● **Task prompt**
Write out nothing except the lines running from the one containing "asphalt road, one line per instance." to the last line of the data, exactly as they stand.

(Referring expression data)
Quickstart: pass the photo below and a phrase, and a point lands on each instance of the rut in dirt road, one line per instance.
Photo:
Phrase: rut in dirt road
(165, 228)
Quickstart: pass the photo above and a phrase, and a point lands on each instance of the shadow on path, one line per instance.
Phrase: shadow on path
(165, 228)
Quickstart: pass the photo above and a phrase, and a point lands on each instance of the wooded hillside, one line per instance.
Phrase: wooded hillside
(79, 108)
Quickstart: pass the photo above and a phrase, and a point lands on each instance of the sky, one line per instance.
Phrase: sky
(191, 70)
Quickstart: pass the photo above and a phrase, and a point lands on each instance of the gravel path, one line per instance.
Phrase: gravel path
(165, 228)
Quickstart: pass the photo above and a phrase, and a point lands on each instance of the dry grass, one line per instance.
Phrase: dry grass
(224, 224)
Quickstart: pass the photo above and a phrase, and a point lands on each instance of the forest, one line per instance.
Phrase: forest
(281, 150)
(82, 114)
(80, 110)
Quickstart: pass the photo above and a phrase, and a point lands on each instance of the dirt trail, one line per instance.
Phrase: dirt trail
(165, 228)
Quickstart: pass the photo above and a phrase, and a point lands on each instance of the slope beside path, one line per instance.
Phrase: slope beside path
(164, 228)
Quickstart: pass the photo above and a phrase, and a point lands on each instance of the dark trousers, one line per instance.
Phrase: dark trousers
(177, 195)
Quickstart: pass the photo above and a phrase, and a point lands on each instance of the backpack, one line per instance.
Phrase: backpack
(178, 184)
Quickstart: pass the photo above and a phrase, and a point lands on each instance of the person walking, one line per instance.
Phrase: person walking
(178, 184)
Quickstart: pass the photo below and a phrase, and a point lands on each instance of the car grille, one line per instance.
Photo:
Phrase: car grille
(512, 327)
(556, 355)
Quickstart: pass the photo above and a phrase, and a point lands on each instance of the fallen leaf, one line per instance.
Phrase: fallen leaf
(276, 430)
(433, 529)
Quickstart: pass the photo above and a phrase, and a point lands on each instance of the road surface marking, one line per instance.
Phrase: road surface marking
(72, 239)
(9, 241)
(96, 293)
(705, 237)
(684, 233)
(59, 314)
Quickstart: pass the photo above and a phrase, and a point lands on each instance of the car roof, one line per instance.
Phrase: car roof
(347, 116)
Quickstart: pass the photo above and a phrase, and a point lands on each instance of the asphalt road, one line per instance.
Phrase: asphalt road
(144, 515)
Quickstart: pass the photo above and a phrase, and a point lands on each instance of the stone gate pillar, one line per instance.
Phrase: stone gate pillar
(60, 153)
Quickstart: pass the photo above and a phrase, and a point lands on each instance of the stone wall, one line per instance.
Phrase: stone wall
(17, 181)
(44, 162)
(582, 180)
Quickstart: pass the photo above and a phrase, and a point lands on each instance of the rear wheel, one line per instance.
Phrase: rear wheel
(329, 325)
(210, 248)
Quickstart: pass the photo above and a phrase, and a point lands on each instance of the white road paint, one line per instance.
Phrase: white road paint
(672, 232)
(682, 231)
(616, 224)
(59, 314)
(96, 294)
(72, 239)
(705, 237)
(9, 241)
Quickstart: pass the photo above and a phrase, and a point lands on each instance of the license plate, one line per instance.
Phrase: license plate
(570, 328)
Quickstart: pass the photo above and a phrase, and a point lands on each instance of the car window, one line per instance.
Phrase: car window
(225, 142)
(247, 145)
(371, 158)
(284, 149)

● **Task answer**
Quickstart: pass the photo above and a phrase, and a point lands on each instance of the asphalt road, one line per instance.
Phrase: asphalt road
(144, 515)
Quickstart: pass the photo above and a phrase, and a point lands on each instance of the stone gate pillar, one line per instance.
Phrase: stone gate pillar
(60, 153)
Quickstart: pass the photo above and a phrase, and a point lands on each instance of the stone wall, one line per instance.
Phrase: stone wall
(17, 181)
(44, 162)
(582, 180)
Quickstart: pass the photo above and a phrase, and a point lands on each instance of the rear wheel, one line per instance.
Phrase: rear wheel
(329, 325)
(210, 248)
Quickstart: pass the photo above and a phrase, and a point lands on each instance of the white road paint, one line per instance.
Phrase: white road paint
(672, 232)
(682, 231)
(616, 224)
(59, 314)
(96, 294)
(72, 239)
(705, 237)
(9, 241)
Quickstart: pass the photo above and a phrase, and a point lands on each instance of the license plate, one line per instance.
Phrase: license plate
(570, 328)
Quickstart: pass the photo above and a phrase, and a point lands on each instance of the car window, one line per instance.
Phrase: car window
(225, 142)
(247, 145)
(371, 158)
(284, 149)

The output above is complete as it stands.